» **Текст интервью**

•••••

Сборник мой, конечно, поздний и издан исключительно благодаря Сереженьке Журавлеву, моему бывшему студенту. Я счастлив, что имею сборник, в который вошли 60 моих стихотворений. Всего же мною написано около 600...

— Случайно ли, что Ваш сборник проиллюстрирован работами рижского русского художника Е.Е.Климова?

— Евгений Евгеньевич Климов, известный в довоенной Латвии художник, преподавал нам в гимназии рисование и историю искусств. Его уроки оказали на меня большое влияние, научили понимать и ценить искусство. Судьба сложилась так, что Евгений Евгеньевич в конце войны покинул родину и долгие годы провел в Канаде, где и скончался в 1990 году. Но творчество этого художника всегда было проникнуто духом русскости. И я рад, что мой сборник стихов проиллюстрирован работами человека, которого я знал и любил и чье творчество созвучно с моим.

— Будучи человеком, связанным с русской культурой, как Вы оцениваете нынешнее ее состояние здесь, в Латвии, какими видите ее перспективы?

•••••

» **Записи для проверки**

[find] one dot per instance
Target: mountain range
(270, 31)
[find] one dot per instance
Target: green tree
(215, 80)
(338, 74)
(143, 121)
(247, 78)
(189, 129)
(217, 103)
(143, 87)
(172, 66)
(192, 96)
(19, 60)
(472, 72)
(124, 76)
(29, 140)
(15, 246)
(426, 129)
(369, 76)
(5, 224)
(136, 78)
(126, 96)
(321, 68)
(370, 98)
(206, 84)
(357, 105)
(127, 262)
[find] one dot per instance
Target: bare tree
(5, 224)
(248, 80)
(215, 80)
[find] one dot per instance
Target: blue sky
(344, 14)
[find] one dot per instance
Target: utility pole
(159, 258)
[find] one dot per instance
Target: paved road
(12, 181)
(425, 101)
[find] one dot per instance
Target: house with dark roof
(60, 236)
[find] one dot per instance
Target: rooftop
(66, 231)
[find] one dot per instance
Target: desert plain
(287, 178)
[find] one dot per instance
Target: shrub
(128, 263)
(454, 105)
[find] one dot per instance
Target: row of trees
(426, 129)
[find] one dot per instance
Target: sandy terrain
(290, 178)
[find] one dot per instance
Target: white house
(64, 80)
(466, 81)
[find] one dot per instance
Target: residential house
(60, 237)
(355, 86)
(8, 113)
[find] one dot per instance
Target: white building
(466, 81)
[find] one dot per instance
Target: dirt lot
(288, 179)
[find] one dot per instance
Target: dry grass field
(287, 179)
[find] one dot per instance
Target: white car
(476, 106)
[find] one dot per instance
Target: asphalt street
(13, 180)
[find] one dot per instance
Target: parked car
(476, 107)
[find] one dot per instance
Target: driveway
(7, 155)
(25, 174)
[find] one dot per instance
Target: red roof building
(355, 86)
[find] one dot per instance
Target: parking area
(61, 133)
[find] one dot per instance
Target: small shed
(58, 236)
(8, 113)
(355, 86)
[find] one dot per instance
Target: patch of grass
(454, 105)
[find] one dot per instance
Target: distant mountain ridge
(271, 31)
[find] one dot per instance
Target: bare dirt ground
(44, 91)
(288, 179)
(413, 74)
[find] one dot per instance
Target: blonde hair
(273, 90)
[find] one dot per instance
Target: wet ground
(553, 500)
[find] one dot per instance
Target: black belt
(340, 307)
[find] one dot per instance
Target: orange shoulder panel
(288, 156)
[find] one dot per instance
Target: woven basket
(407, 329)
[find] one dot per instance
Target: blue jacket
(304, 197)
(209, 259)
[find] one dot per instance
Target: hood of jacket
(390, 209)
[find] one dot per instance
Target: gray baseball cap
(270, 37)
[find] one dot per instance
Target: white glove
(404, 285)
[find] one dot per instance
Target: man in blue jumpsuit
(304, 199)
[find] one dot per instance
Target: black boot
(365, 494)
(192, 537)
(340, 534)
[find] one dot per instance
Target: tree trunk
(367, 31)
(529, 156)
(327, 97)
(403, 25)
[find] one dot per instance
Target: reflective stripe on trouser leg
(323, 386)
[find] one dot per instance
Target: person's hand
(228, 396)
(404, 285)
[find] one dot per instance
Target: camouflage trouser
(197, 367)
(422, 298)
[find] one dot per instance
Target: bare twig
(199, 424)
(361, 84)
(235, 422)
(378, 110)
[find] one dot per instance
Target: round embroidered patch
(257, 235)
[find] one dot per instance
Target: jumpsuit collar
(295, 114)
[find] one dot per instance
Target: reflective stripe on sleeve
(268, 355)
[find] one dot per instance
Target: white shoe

•••••

» **Что сделать**
Сколько стихотворений вошло в сборник, о котором идет речь в тексте интервью?

» **Ответ**
60 стихотворений.